Within the English-speaking parts of the British Empire the grief manifested was, as need hardly be said, of the profoundest quality. Reverent devotion to the person of the Queen had been, as already observed, one of the main welding influences by which the self-governing Colonies, as they grew in population, wealth and importance, were drawn into increasingly close touch with the mother country, and they entered to the full into the sense of loss which had fallen like a cloud on the British people at home. Perhaps even more remarkable were the manifestations of respectful sorrow exhibited by the various non-British communities within the allegiance of the British Crown. Certain it is that among the French Canadians, among the Cape Dutch, and even the Boer prisoners, among the peoples of India, of the most diverse creeds and races, among the Maoris of New Zealand, and many other tribes of Asiatic, African and Polynesian blood, the signs of mourning bore every mark of genuineness. And thus, in truth, one pulse of sorrow seemed to be uniting the whole. Empire when the Imperial Parliament devoted its first sitting of the new century and the new reign to the expression of mourning for the great Queen who had been taken away and loyal greeting to her eldest son and successor. On Friday, January 25, in the House of Lords, Lord Salisbury brought the following message from the King, which was read by the Lord Chancellor, the House uncovering:

"EDWARD REX.

______

**CHALLENGE 1**
Extract every line of the listing that contains the string "path".
The passage and the listing are independent material with no connection between them.

**ITEMS**
______

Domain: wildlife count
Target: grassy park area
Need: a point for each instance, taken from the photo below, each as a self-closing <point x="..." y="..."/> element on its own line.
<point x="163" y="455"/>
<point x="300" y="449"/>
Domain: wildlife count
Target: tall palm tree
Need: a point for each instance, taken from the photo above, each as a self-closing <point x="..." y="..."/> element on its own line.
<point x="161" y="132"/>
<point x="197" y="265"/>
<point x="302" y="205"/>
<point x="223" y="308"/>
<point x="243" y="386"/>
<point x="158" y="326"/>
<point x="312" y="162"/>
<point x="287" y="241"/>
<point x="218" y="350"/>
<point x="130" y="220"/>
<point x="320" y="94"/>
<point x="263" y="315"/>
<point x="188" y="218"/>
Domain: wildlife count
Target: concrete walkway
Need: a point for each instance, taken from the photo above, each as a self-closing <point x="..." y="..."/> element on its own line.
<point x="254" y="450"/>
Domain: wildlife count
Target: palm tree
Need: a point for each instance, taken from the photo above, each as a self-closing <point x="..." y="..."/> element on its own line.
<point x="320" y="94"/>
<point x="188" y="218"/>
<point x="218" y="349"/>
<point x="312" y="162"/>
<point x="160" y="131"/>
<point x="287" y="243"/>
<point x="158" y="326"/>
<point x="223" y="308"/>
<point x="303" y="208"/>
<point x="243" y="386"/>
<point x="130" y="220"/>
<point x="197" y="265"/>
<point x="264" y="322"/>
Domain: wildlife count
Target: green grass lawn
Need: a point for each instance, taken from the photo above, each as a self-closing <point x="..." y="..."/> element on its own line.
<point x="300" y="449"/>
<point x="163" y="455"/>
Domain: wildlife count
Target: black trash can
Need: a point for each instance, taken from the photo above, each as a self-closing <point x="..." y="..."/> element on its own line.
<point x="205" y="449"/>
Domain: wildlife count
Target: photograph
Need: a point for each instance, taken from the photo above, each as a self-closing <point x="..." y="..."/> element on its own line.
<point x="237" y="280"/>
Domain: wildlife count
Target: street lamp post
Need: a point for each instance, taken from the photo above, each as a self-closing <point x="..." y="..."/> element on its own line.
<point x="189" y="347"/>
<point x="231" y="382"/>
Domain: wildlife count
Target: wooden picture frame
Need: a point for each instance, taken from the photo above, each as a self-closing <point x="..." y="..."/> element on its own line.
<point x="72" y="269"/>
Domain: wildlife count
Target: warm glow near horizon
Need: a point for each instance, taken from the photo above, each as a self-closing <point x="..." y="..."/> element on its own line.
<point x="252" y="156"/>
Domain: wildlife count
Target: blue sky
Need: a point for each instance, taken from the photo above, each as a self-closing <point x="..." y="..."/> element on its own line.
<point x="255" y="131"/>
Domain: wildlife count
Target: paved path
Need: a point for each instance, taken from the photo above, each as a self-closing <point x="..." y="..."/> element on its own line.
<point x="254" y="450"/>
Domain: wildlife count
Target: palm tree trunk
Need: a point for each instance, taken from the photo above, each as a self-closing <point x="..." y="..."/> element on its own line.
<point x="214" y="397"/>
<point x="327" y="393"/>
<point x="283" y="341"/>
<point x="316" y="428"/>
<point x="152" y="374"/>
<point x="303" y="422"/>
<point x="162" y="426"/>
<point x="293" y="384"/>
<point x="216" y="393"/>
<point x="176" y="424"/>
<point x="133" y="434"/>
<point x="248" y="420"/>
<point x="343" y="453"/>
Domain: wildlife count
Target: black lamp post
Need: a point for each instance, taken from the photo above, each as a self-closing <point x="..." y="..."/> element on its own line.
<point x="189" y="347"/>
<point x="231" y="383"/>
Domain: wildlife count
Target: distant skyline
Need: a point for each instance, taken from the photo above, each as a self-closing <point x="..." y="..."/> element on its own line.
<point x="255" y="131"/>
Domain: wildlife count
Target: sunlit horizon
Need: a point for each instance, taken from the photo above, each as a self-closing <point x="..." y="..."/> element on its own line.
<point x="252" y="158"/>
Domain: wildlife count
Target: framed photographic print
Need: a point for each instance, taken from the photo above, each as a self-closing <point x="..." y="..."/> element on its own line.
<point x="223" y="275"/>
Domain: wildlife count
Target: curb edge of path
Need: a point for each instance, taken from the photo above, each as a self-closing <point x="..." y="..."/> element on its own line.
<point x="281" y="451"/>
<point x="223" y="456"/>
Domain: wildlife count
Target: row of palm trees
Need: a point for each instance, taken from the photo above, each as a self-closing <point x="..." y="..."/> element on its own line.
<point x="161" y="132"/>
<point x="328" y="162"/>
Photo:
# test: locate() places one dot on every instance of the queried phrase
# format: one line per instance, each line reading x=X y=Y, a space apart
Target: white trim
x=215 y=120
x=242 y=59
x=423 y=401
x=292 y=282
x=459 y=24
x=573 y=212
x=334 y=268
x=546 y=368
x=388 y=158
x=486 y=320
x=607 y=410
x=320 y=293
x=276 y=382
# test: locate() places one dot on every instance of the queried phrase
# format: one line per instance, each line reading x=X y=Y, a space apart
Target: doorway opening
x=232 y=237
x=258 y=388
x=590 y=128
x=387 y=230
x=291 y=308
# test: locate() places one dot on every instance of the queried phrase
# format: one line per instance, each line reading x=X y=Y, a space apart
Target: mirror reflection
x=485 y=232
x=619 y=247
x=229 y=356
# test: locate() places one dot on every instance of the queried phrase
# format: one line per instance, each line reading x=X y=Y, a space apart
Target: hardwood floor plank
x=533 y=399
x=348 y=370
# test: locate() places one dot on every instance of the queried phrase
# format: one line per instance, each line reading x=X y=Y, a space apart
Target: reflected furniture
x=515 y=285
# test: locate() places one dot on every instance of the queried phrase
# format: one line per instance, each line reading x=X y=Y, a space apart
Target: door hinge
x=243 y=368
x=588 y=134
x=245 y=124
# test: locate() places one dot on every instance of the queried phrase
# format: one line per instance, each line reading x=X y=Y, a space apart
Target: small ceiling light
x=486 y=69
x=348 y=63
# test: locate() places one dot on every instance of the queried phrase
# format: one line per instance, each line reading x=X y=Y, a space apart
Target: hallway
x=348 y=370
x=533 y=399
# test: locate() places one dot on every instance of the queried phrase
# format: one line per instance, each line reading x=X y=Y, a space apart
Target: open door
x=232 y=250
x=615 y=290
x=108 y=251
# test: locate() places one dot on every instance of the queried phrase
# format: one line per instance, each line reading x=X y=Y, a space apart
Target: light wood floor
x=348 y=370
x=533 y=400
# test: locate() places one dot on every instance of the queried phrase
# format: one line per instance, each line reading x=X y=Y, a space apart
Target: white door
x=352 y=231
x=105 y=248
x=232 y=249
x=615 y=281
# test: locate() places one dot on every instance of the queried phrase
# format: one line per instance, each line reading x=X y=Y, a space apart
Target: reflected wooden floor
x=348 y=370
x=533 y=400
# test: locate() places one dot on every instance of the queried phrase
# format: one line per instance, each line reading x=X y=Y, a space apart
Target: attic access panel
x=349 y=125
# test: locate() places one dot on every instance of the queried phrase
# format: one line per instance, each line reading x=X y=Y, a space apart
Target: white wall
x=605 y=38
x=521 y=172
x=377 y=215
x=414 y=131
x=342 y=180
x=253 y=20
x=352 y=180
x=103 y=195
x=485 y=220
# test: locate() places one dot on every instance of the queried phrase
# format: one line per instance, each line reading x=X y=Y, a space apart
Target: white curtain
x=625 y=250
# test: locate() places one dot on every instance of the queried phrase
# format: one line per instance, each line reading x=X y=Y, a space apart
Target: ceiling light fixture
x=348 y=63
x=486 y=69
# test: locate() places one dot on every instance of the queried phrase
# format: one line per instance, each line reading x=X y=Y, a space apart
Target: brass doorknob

______

**CHALLENGE 2**
Condense the paragraph of the passage beginning "Within the English-speaking parts" into a bulleted list that keeps its main facts.

**FINISHED ANSWER 1**
Target: paved path
Target: curb edge of path

**FINISHED ANSWER 2**
- Grief in the English-speaking parts of the British Empire was of the profoundest quality.
- Devotion to the Queen had helped draw the self-governing Colonies into closer touch with the mother country, and they fully shared the sense of loss felt in Britain.
- Perhaps more remarkable was the sorrow shown by non-British communities under the Crown. These included French Canadians, the Cape Dutch, even Boer prisoners, the peoples of India of diverse creeds and races, the Maoris of New Zealand, and other tribes of Asiatic, African and Polynesian blood. Their mourning bore every mark of genuineness.
- The whole Empire seemed united in sorrow when the Imperial Parliament gave its first sitting of the new century and reign to mourning the Queen and greeting her eldest son and successor.
- On Friday, January 25, in the House of Lords, Lord Salisbury brought a message from the King. The Lord Chancellor read it while the House uncovered.